Records supplied

________

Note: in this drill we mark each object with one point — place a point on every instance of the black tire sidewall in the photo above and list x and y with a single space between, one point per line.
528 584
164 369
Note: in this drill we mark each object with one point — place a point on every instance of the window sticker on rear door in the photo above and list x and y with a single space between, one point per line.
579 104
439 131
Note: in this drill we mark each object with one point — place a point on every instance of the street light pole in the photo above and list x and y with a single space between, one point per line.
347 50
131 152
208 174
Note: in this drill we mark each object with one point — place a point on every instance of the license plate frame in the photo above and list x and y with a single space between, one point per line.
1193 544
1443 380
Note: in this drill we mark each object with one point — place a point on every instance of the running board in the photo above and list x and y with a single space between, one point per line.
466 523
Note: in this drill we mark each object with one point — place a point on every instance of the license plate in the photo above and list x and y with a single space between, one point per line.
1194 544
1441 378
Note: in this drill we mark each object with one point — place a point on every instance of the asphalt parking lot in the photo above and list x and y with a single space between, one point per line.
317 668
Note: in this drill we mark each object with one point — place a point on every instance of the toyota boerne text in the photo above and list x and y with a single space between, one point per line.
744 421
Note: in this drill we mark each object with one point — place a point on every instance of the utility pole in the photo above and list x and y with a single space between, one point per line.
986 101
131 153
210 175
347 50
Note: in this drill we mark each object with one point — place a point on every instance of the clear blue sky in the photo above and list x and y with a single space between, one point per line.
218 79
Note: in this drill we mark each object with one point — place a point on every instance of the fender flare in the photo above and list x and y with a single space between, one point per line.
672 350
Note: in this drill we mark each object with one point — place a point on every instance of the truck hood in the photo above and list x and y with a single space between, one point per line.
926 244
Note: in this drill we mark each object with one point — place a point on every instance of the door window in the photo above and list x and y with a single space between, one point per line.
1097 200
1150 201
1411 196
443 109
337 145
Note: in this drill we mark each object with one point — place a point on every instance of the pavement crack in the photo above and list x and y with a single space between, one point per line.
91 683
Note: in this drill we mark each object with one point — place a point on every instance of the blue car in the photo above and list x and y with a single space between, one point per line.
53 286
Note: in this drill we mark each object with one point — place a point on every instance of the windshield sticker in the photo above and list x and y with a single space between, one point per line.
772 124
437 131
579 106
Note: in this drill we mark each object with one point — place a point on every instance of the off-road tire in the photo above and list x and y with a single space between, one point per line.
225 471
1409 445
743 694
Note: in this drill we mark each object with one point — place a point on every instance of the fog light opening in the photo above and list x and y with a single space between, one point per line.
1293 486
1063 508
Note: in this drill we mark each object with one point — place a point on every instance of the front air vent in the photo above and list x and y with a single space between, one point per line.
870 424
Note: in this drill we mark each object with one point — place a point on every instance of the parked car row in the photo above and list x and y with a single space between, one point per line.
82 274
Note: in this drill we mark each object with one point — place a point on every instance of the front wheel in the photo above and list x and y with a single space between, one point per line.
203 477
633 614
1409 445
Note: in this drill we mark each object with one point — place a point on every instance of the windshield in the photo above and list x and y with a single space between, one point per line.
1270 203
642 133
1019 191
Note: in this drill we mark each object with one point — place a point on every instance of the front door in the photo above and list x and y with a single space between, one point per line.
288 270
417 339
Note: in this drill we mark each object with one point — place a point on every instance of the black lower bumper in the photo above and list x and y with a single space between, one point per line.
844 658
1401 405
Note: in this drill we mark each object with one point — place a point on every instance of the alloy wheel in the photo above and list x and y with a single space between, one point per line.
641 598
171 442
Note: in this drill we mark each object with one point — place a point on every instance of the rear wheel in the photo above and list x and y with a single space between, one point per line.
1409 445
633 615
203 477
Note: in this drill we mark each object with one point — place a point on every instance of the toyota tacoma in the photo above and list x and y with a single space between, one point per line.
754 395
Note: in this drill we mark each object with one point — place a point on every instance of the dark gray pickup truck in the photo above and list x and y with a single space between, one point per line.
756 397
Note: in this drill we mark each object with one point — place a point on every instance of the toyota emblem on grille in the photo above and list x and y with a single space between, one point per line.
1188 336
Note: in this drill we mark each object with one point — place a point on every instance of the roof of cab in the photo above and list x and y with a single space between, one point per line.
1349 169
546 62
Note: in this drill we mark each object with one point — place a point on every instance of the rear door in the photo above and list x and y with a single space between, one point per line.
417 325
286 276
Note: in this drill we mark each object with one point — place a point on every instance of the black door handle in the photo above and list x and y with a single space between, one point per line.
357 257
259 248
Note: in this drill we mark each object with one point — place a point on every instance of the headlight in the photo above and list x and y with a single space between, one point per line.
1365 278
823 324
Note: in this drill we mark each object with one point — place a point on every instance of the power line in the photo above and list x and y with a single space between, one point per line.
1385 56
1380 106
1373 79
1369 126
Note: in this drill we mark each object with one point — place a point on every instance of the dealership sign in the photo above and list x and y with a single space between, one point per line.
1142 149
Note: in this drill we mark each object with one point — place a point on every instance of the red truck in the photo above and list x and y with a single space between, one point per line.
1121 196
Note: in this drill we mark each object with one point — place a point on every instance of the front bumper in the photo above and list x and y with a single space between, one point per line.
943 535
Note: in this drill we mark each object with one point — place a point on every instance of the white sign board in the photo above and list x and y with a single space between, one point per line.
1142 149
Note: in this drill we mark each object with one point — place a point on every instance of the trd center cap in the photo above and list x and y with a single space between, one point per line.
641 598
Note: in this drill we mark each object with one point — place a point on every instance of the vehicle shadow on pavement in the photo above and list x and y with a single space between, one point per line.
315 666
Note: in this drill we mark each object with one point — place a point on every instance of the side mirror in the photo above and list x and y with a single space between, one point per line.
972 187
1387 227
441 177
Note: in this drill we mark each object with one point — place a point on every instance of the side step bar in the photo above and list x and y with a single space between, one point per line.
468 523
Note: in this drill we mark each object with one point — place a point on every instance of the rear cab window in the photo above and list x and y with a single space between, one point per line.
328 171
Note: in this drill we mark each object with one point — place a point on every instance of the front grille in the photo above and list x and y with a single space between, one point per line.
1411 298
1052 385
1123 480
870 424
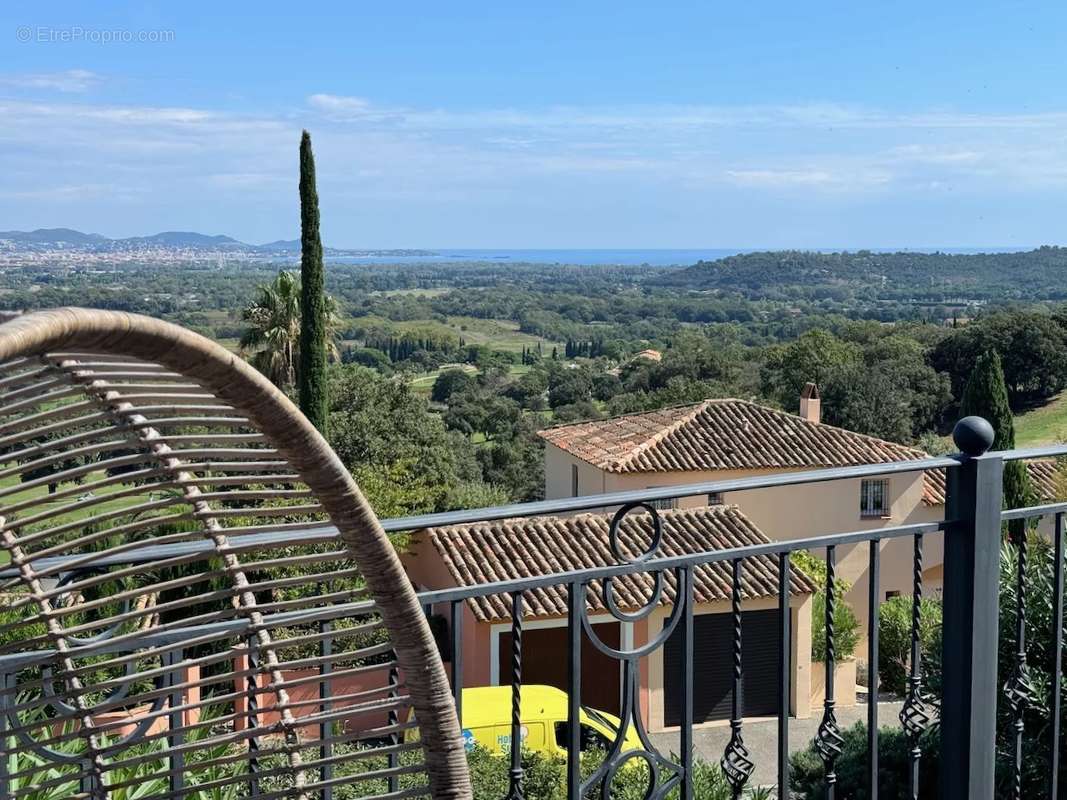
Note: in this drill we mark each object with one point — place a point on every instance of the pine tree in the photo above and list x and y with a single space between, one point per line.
313 304
985 396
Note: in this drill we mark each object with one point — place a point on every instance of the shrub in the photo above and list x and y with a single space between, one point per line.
846 626
894 639
807 769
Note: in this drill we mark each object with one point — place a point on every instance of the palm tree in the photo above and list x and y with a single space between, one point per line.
273 332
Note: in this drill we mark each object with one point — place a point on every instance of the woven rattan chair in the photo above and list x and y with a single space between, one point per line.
177 614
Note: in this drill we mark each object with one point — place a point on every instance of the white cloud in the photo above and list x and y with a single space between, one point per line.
70 80
338 104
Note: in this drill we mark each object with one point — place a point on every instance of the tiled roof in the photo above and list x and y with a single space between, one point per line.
514 548
1042 479
718 434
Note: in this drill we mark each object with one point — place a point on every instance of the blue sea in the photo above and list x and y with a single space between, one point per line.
606 257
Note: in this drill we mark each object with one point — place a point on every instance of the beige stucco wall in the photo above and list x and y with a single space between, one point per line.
794 512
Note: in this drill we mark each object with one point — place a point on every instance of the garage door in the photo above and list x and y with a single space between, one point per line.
545 661
713 667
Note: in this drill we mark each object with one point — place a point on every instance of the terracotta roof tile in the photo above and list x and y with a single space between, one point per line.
718 434
512 548
1042 479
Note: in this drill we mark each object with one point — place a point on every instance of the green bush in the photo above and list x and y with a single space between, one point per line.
846 626
807 768
894 640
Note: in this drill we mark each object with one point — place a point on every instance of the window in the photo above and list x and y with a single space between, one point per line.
874 498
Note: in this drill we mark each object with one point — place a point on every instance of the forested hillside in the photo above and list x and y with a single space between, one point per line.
935 276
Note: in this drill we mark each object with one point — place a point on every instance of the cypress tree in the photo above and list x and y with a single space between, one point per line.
985 396
313 303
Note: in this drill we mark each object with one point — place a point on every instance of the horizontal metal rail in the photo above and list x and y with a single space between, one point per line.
242 626
539 508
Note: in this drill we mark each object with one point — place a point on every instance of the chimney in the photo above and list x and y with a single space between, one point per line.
810 404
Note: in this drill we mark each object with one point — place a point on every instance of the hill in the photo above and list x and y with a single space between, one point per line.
937 276
182 239
52 236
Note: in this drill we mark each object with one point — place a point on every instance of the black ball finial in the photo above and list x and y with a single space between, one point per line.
973 435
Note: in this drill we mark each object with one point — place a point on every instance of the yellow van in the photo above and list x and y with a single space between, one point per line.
487 721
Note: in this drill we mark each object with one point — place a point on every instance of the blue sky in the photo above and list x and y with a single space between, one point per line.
542 125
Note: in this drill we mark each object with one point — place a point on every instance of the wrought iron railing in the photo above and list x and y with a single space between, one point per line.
966 712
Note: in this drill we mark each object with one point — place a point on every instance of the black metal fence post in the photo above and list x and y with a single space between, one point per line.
971 607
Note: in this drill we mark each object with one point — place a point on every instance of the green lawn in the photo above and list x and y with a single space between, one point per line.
1045 426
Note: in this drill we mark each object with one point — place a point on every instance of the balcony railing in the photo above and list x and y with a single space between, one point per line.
966 713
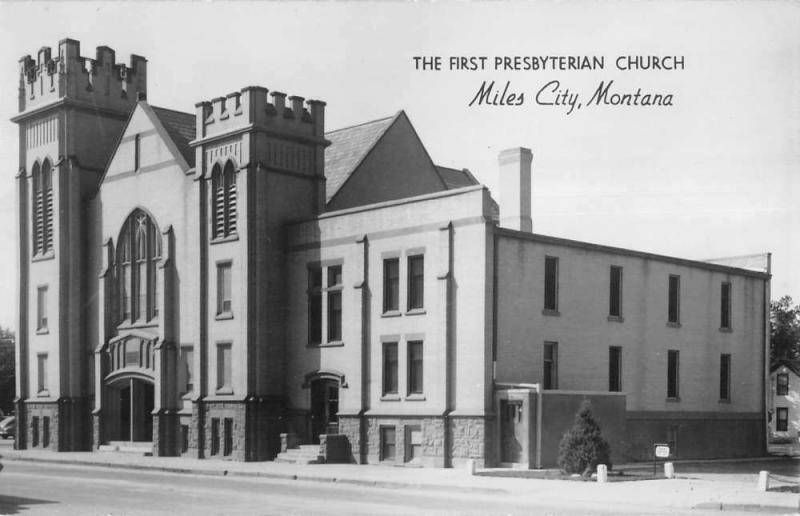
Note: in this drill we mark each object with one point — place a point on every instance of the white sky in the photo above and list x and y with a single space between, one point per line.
714 175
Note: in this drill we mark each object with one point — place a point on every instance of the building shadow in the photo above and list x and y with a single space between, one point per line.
19 504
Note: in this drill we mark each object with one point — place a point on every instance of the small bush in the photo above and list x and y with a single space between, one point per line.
582 448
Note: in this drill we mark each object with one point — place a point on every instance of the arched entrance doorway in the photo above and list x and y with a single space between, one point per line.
135 402
324 407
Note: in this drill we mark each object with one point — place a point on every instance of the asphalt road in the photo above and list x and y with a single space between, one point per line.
36 488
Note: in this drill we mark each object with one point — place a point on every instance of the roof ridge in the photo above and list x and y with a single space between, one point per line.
172 110
384 119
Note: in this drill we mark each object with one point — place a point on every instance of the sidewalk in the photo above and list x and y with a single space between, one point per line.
714 491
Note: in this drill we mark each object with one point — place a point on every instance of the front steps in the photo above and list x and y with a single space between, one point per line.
304 454
145 449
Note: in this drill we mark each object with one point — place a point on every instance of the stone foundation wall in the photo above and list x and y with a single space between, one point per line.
220 411
41 426
470 438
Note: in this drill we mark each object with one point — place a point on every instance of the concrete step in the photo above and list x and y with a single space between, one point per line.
144 449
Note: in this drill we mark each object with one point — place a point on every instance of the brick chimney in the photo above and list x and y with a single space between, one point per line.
515 189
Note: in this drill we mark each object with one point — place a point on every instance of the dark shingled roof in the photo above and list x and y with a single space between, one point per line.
347 149
181 128
793 365
456 178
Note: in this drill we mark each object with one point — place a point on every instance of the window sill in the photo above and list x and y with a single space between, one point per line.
128 325
222 240
49 255
331 344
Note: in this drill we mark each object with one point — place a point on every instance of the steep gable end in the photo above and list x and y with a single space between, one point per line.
395 166
153 139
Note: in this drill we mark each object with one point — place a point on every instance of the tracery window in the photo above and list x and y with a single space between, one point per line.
42 206
138 252
224 200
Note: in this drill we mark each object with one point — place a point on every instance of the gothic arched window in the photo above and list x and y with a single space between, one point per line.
138 252
42 205
223 192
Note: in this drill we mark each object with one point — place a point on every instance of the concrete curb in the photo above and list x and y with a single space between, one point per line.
385 484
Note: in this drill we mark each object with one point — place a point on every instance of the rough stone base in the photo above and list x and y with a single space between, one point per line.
470 438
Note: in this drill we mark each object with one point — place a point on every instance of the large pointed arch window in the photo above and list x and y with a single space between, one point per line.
42 205
138 253
224 200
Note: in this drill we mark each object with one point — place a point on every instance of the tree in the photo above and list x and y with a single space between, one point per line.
583 447
784 329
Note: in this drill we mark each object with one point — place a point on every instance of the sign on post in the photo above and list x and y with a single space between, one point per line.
660 451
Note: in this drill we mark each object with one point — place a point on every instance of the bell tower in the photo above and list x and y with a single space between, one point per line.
72 111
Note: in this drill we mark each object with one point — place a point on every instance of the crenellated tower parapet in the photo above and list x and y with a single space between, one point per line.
256 106
100 82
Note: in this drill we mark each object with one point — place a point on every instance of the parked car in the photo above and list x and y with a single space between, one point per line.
8 427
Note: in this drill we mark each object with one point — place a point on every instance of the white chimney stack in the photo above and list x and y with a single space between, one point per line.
515 189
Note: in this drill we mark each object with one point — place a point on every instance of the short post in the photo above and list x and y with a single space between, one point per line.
471 466
602 473
763 480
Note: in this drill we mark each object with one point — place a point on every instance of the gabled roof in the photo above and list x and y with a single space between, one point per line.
793 365
347 150
456 178
181 129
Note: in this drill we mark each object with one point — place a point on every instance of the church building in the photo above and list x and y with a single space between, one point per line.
235 282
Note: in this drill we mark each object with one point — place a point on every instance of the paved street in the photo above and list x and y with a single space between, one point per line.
43 488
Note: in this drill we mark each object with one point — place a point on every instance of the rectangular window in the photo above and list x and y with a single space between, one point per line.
41 312
315 305
782 387
35 431
725 377
550 376
416 282
615 369
674 312
184 438
227 447
186 370
551 283
334 303
388 445
136 152
391 290
782 423
223 288
673 376
415 367
413 443
45 432
725 306
214 436
224 367
615 292
41 363
389 368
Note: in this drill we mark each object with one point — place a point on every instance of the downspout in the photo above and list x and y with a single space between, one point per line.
766 345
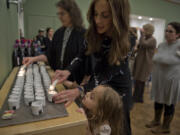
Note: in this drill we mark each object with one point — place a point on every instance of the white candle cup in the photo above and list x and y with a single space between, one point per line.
13 104
40 94
37 108
16 97
41 99
28 99
50 95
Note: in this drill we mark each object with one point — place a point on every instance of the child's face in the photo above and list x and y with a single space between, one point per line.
90 100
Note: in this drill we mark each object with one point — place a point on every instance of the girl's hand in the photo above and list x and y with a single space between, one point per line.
67 96
70 85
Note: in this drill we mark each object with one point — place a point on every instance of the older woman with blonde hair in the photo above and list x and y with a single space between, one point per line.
143 61
166 79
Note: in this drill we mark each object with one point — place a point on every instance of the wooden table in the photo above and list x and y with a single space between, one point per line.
74 124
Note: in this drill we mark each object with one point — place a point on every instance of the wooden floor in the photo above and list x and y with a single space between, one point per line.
143 113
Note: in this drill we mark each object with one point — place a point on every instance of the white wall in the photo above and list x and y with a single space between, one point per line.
159 25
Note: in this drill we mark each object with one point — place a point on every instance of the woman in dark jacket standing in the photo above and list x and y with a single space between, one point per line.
67 40
48 38
143 61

________

Exercise brief
Each line from the one containing "of the child's" to the end of the records should be echoed exactly, and no other line.

The result
Note: in this drill we mark each object with one point — place a point on every instance of the child's face in the photo above and list x and y with a single space between, one point per line.
90 100
Note: in this drill we mark each object with one point — place a point on every instance of the girl's hand in the photo above and list x and y with a single space between, one point per line.
67 96
70 85
Note: in this drill we mark each object with one point — place a point on every instance of the older woman with blonde hair in the photo above and list x and y with a single space between, one point per line.
143 61
166 79
Note: in this drill we mark each object with one point — place a point on every instance of the wooden table in the photo above and list x and y with a single space between, one point per line.
74 124
Note: in this drill we mark each object with one point — place a point on every instance of the wooden floor in the photo above and list x and y with a single space between, one point per line.
143 113
Note: in this drill we mark each object with one point — place a point on every instance of the white wall in the photo above and list x and y with a single space between, one point per line.
159 25
Note: in this drill we mark each object with one point — place a point on every instance of the woman in dark jacket standing in the photo above and list x and y with a single space between, one point per line.
67 40
48 38
143 61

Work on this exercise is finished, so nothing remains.